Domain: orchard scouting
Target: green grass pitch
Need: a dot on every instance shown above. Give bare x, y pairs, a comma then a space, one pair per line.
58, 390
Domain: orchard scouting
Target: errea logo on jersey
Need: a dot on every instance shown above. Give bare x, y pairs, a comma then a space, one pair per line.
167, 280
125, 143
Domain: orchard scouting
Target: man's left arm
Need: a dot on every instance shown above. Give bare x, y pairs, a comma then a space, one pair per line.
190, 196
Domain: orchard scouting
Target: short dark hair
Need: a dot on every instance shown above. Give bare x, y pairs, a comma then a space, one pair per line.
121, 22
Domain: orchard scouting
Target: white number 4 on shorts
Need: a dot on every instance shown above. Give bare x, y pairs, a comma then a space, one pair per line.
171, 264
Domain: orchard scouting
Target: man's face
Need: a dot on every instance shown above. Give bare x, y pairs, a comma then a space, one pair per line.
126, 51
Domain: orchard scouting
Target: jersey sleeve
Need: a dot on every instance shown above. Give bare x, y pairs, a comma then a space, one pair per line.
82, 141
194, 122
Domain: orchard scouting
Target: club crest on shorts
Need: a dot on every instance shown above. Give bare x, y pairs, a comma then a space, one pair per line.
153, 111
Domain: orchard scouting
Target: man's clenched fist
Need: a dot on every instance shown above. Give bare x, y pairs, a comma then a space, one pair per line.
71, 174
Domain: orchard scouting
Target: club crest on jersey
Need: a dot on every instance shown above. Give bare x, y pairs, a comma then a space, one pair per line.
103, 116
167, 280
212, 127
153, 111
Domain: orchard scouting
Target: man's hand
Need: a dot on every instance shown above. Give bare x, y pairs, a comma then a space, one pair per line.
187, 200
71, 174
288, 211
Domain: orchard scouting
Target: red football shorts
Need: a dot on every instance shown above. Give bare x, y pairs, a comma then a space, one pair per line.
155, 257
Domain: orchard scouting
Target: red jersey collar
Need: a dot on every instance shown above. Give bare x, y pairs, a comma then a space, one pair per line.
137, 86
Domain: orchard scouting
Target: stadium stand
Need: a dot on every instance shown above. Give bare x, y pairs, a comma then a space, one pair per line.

|---|

PROBLEM REQUIREMENTS: Which lines in the rows above contain the word "club"? Copy each such line in full.

RESULT OF THE EXERCISE:
Target: club crest on shorts
Target: club crest on jersey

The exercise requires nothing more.